→ **Data listing**:
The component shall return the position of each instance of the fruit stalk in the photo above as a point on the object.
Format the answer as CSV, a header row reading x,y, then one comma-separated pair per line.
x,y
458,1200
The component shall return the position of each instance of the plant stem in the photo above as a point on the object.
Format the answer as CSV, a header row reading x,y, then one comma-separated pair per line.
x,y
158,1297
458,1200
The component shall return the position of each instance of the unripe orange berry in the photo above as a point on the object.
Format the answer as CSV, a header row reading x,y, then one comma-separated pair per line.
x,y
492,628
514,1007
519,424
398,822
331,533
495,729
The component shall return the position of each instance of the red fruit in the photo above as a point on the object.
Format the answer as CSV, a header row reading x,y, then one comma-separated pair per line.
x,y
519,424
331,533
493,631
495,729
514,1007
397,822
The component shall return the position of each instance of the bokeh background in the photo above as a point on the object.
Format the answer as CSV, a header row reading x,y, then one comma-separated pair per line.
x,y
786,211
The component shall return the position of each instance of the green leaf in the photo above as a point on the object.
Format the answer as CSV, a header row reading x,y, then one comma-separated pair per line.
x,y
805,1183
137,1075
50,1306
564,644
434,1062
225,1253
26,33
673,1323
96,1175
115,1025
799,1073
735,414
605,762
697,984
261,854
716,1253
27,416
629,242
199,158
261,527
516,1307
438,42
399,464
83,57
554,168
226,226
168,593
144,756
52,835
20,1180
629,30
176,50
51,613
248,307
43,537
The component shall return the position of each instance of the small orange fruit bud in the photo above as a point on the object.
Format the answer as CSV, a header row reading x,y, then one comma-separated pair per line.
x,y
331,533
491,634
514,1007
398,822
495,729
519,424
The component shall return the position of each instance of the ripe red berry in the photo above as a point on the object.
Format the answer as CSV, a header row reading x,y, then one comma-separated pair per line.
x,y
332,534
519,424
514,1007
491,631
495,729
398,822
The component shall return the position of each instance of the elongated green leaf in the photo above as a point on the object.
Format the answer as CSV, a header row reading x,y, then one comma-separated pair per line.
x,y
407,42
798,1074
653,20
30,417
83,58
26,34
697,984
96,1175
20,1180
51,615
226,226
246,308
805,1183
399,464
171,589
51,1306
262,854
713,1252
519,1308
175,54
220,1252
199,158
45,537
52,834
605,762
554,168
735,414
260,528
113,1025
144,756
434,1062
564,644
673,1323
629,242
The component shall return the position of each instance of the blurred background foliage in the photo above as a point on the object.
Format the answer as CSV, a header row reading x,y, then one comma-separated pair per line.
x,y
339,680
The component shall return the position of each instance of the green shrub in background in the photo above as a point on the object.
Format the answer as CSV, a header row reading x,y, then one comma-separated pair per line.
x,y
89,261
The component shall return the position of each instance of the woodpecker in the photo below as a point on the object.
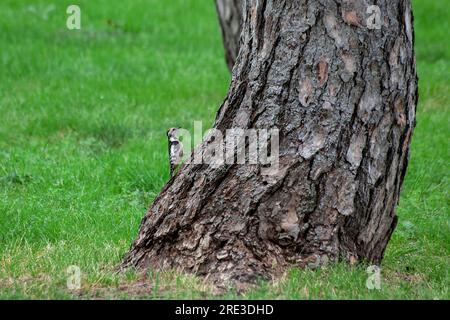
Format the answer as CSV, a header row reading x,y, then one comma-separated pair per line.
x,y
175,150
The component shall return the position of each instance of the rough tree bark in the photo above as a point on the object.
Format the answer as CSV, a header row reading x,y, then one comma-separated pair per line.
x,y
230,17
344,99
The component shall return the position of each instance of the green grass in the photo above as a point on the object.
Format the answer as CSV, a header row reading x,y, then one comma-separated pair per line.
x,y
83,150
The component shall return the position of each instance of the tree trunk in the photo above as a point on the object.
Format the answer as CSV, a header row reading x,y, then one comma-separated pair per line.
x,y
230,17
343,97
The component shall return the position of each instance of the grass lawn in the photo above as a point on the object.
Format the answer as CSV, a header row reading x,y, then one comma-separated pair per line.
x,y
83,116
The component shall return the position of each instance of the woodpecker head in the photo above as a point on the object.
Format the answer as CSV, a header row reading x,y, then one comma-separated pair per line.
x,y
172,134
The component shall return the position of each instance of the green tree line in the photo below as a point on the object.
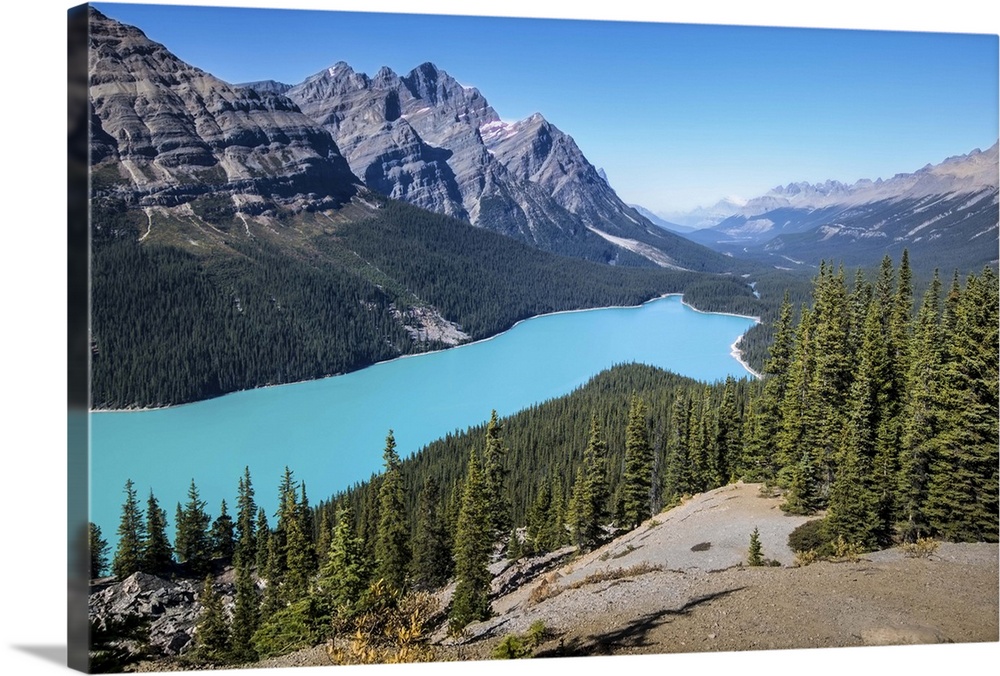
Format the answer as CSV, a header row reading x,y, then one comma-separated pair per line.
x,y
875,407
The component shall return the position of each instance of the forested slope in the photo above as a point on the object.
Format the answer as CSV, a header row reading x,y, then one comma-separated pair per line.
x,y
190,306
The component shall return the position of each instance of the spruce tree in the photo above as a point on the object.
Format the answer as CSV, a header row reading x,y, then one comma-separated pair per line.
x,y
211,636
98,548
262,535
131,534
637,475
556,535
803,488
298,564
962,487
473,549
679,470
754,555
431,564
791,440
538,517
191,538
590,496
246,611
325,536
824,409
157,557
922,415
246,509
728,435
345,574
392,557
222,536
495,476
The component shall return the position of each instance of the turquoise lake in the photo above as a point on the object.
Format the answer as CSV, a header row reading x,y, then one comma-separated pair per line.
x,y
331,432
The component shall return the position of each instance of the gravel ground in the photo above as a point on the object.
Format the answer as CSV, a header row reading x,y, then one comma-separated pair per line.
x,y
699,595
680,583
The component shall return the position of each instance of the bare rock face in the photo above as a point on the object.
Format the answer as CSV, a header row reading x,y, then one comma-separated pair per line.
x,y
431,141
171,609
163,131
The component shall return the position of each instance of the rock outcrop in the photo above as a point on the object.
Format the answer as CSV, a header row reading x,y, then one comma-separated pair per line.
x,y
169,607
431,141
164,132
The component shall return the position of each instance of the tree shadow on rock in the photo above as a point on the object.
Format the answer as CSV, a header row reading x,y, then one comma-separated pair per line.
x,y
633,635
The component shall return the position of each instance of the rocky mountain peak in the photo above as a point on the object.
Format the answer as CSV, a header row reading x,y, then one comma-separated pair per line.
x,y
174,132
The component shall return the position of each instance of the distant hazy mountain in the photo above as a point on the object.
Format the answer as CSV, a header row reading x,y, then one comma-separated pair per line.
x,y
427,139
164,132
945,214
661,222
705,217
232,246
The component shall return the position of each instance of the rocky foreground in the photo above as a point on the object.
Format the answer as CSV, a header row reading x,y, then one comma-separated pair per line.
x,y
680,583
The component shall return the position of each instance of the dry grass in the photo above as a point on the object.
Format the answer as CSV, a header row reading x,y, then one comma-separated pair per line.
x,y
547,588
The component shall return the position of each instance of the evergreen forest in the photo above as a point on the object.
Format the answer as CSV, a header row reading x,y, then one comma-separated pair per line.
x,y
173,322
878,407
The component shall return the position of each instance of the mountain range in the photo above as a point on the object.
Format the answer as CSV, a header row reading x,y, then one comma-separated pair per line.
x,y
945,214
251,235
428,140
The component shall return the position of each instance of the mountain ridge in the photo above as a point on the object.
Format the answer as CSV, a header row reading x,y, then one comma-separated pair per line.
x,y
941,213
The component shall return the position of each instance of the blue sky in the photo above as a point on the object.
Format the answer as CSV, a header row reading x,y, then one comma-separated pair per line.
x,y
678,115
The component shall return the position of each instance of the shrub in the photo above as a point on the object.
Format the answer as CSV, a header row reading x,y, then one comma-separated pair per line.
x,y
388,628
923,548
809,536
754,556
510,648
514,646
851,551
299,625
805,558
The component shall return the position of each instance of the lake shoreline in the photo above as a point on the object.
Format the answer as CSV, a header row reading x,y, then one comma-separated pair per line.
x,y
735,352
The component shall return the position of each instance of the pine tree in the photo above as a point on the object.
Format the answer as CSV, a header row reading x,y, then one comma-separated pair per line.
x,y
861,496
473,548
275,595
679,479
325,536
538,520
824,409
392,557
246,612
246,508
157,557
638,467
963,483
590,494
222,536
728,435
345,574
922,416
306,525
211,637
495,476
754,555
298,564
431,564
98,548
262,535
803,489
555,534
131,534
191,538
791,439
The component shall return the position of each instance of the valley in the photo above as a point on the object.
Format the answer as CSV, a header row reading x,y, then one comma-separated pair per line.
x,y
435,391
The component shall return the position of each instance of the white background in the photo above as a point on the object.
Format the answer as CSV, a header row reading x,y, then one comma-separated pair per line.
x,y
33,326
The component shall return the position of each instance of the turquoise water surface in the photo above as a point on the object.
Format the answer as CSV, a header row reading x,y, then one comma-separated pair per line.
x,y
331,432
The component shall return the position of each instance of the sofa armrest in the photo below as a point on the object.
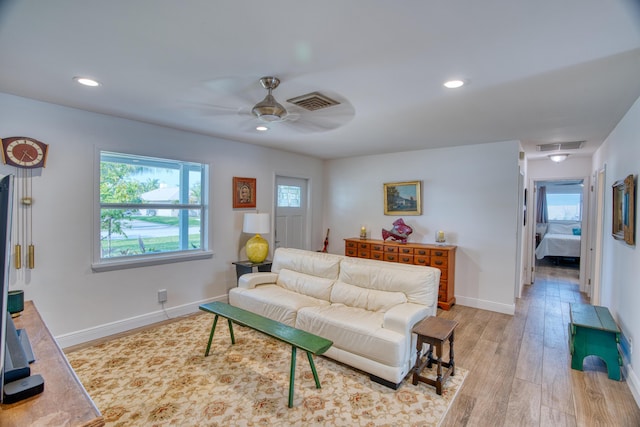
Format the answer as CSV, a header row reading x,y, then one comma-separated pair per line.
x,y
251,280
403,317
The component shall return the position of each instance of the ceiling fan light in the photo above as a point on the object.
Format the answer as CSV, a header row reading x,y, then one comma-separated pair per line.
x,y
269,110
558,157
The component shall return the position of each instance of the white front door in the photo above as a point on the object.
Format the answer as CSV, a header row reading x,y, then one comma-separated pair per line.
x,y
291,212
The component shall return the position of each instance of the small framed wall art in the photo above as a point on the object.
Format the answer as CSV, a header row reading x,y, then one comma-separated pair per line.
x,y
623,224
402,198
244,192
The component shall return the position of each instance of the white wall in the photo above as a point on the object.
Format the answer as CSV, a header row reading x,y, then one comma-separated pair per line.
x,y
469,192
78,304
620,156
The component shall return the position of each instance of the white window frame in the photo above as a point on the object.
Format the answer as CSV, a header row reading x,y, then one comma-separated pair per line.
x,y
107,264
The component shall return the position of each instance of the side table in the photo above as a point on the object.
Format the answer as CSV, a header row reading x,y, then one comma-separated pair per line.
x,y
246,266
434,331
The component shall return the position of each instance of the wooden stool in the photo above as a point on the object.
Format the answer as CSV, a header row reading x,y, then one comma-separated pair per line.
x,y
434,331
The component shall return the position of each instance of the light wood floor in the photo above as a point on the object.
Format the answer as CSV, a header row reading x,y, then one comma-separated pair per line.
x,y
519,366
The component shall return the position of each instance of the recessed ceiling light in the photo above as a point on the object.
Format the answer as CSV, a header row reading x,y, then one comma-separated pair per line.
x,y
558,157
453,84
87,81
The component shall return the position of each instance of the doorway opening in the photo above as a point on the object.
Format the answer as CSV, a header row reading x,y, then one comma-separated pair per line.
x,y
558,227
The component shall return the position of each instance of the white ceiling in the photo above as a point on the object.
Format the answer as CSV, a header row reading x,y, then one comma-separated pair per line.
x,y
538,71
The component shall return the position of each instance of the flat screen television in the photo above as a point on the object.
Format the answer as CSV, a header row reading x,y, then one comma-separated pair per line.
x,y
16,381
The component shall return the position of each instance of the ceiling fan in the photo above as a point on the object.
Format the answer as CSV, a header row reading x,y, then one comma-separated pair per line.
x,y
269,110
305,113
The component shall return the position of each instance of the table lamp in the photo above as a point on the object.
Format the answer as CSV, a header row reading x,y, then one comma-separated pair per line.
x,y
257,247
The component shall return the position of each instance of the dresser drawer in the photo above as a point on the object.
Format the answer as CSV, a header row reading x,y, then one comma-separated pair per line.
x,y
405,259
391,257
421,252
405,251
421,260
439,252
377,247
438,261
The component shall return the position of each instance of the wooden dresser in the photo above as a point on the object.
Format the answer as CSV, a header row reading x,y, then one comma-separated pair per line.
x,y
64,401
441,257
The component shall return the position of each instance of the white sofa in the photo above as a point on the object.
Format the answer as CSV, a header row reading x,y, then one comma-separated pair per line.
x,y
366,307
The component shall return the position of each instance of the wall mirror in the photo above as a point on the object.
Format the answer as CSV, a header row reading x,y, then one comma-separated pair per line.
x,y
624,202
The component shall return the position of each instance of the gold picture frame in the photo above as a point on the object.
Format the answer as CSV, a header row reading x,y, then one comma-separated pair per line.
x,y
244,192
624,201
402,198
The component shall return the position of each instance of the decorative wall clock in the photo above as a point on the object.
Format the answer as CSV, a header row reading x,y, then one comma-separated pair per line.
x,y
26,154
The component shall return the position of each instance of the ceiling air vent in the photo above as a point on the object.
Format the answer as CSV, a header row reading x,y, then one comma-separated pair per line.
x,y
561,146
313,101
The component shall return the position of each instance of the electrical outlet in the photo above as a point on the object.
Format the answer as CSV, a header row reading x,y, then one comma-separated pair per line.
x,y
162,295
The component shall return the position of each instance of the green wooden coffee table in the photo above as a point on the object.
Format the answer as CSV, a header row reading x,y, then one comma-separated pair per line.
x,y
297,338
593,332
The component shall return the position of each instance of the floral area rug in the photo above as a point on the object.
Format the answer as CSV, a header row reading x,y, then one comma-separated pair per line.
x,y
160,377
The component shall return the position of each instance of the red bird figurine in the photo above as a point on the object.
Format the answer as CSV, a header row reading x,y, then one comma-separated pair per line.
x,y
400,231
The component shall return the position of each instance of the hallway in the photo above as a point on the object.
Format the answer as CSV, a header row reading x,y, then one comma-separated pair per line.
x,y
519,365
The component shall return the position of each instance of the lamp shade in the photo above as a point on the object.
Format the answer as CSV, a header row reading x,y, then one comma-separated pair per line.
x,y
256,223
257,247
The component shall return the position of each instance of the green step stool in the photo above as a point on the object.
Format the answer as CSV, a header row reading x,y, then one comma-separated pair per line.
x,y
593,332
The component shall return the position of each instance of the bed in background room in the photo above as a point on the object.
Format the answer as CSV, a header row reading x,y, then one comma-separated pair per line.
x,y
562,239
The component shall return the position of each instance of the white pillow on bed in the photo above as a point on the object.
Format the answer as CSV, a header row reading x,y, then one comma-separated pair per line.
x,y
562,228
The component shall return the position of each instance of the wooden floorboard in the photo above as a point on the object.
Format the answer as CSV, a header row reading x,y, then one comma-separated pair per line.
x,y
520,367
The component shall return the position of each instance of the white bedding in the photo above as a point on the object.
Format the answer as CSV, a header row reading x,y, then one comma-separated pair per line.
x,y
553,244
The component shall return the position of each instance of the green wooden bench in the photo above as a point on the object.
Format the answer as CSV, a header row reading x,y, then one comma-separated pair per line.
x,y
593,332
297,338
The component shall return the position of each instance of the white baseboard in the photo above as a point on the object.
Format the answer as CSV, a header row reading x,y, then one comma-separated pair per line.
x,y
108,329
486,305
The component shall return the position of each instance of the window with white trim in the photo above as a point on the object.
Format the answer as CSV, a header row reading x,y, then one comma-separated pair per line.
x,y
150,209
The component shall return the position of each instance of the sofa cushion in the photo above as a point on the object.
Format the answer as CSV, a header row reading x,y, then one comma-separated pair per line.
x,y
317,287
272,301
356,330
313,263
419,283
368,299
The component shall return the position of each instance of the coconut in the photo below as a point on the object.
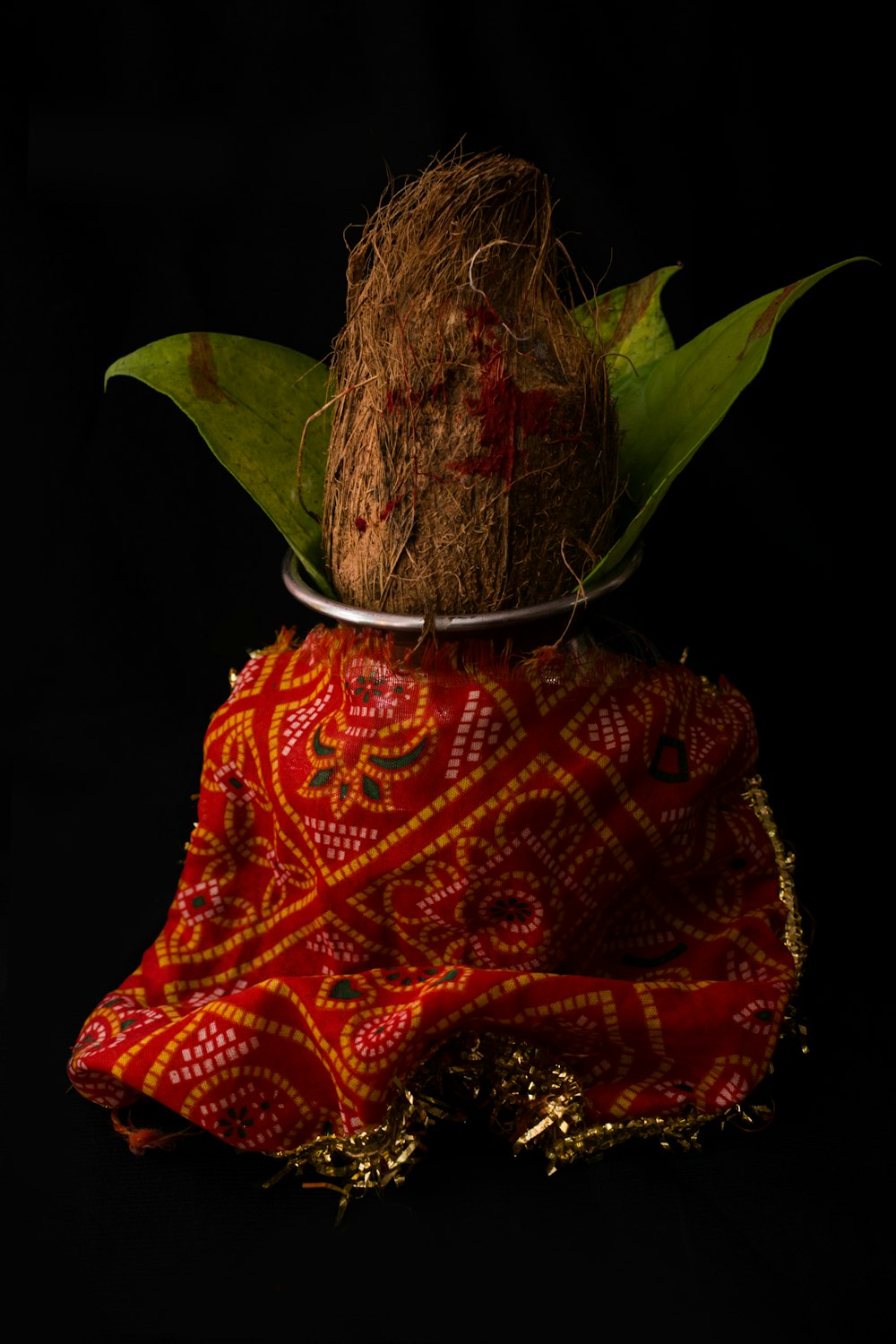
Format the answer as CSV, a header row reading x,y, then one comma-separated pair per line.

→ **Task prompt**: When you reach the line containing "bed in background" in the data above, start copying exactly, and stop after the line containing "the sofa cushion".

→ **Response to the task**:
The component shall return the position of each instance of the bed in background room in the photo above as a point on the object.
Format the answer as CSV, a header row reading x,y, then one comma-separated pair per line.
x,y
562,239
The component shall return the position of each instance of the white pillow on bed in the photo above as a point on the object.
Format the answer as CSV, a header row reading x,y, then one comma-separated pair per line.
x,y
562,228
The component shall return the position of each instance of the wooden floorboard in the photo above as a point on the object.
Format the answer as CSV, a header row reading x,y, then one comma-separated pair per line.
x,y
520,367
The component shall return the position of each instance of the white bedding in the photo above as a point on the object.
Format the answer as CSV, a header row reading x,y, then one comma-separated pair per line.
x,y
553,244
The component shall return the position of each instance of the green wooden bench in the photo above as a point on the object.
Format the answer as CSV, a header row reading x,y, then one comma-separated pair per line.
x,y
593,332
297,338
The component shall return the position of each instance of the white baseboard in the photo above as a point on the object.
Format the answer as CSV, a header row reading x,y, then one comma-separated pair per line.
x,y
108,329
486,305
The component shall return the position of each instance of the window with white trim in the photo above as a point on the object.
Format the answer as CSV, a header row reading x,y, then one comma-separated pair per line.
x,y
150,209
The component shall return the position of each instance of the sofa cushion in the photo above as a point on the object.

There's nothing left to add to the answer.